- **Text segment**:
———
At the very least, I expected to cry. I mean, a movie based on a true story about a father struggling to get a drug on the market to save his two dying children? Two hankies, minimum.
But Extraordinary Measures, while certainly well-intentioned, is so ill-conceived, it doesn't even work on the most basic of levels. It's a tear jerker that is incapable of jerking tears.
One of the film's central problems is that it can't quite decide what to be: A treacly melodrama about the effects of catastrophic illness on a family or a behind-the-scenes look at the world of drug trials and pharmaceutical companies. That second premise would actually be kind of interesting, in the hands of a talented director of procedurals like Steven Soderbergh or Michael Clayton's Tony Gilroy. But Scottish director Tom Vaughan is clearly out of his league.
It doesn't help that his film stars Harrison Ford, comically miscast as Dr. Robert Stonehill, the renegade researcher who has created the drug (we know he's a renegade because he blares classic rock, drives a pickup truck, and shouts a lot). As Stonehill, Ford gives us the full Pacino. The veins on his neck bulge, spittle comes flying from his lips, he hurtles the already notorious catch phrase, "I already work around the clock!".
———
- **Exercise tasks**:
a - According to the review, who directed Extraordinary Measures?
b - Continue the review of Extraordinary Measures from the end of its last paragraph.
The items that come next are separate material, unrelated to the review.
———
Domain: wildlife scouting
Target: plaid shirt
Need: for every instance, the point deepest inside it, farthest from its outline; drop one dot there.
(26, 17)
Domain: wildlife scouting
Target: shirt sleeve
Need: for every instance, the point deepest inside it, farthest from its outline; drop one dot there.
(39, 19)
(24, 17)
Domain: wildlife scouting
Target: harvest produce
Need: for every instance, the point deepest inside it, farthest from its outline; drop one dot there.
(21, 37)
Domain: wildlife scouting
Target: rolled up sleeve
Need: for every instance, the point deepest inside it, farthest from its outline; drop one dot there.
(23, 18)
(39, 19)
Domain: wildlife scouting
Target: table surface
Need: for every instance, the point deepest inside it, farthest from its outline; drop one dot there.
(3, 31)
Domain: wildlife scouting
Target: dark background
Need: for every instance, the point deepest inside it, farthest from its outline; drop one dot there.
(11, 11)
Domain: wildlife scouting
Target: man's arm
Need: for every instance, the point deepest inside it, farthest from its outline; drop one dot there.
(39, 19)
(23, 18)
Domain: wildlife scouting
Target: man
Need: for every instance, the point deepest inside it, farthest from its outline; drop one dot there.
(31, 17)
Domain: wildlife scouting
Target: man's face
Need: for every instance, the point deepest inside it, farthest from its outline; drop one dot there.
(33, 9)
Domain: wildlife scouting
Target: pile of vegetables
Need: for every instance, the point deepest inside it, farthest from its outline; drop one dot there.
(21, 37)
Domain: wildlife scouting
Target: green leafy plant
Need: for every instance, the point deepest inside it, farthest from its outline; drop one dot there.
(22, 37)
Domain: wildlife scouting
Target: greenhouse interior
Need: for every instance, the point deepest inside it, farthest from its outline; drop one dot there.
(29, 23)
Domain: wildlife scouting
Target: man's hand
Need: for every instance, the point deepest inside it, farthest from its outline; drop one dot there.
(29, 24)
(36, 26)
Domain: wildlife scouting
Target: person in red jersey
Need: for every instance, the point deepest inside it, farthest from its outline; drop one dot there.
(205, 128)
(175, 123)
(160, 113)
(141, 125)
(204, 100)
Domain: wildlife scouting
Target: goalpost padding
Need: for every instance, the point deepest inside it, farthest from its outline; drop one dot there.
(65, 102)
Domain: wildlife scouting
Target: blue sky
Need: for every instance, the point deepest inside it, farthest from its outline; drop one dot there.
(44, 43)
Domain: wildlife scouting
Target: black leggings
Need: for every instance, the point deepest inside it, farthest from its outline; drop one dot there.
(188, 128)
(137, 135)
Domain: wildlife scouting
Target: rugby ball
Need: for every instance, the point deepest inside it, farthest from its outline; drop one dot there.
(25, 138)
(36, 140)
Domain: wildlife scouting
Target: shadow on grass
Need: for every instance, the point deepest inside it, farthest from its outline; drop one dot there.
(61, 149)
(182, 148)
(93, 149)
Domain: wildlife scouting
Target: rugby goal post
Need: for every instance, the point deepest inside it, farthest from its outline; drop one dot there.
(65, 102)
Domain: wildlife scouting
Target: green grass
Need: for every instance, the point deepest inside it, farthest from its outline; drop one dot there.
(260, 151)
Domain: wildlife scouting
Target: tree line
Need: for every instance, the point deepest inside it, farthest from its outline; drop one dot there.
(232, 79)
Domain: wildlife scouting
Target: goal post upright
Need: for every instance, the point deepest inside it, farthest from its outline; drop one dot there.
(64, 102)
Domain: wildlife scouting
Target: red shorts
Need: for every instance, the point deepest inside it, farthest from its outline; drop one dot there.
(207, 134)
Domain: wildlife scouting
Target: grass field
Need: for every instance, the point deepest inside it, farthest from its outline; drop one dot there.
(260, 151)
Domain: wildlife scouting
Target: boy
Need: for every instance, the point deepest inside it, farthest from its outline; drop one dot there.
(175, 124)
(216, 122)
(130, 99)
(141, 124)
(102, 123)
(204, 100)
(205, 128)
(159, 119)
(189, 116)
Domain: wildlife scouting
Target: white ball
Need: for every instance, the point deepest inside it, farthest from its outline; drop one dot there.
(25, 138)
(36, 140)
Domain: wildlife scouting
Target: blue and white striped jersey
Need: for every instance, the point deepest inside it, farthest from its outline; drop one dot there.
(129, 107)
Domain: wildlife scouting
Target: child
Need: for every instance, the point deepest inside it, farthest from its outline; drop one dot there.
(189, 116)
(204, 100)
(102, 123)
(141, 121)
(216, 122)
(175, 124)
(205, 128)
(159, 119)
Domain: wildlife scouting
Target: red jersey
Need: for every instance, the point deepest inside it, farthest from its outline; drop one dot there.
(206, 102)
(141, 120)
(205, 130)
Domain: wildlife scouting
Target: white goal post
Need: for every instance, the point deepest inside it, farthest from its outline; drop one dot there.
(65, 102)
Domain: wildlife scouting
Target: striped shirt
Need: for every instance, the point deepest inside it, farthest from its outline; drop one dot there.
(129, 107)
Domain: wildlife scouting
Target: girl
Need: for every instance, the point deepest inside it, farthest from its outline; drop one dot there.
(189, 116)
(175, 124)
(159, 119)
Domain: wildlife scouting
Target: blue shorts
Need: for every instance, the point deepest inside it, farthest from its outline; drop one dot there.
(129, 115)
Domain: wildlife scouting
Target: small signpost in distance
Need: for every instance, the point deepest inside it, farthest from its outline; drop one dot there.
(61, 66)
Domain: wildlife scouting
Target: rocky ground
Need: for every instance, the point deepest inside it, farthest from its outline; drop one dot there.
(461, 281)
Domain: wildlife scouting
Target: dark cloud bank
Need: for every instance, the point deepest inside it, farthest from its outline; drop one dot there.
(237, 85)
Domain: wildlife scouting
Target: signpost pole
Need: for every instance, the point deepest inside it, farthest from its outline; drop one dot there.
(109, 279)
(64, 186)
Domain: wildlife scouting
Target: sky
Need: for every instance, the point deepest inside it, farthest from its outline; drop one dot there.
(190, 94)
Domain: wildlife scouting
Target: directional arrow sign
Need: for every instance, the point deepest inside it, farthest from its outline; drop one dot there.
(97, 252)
———
- **Answers in order**:
a - Tom Vaughan, a Scottish director.

b -
A puffy looking Brendan Fraser doesn't fare much better as the desperate dad-mostly because he (and the film) gets mired in negotiations and low-impact business meetings. Also, his character is practically a saint—a supportive husband, a devoted father, a tireless crusader for the rare genetic disorder that's killing his kids. He barely even breaks a sweat.
Then [SPOILER ALERT!], in the weirdest twist of all, the family doesn't even end up using Stonehill's drug to save their kids. They use a different drug from the trial. (The perils, I suppose, of making a film based on a true story.) Did they think we wouldn't notice?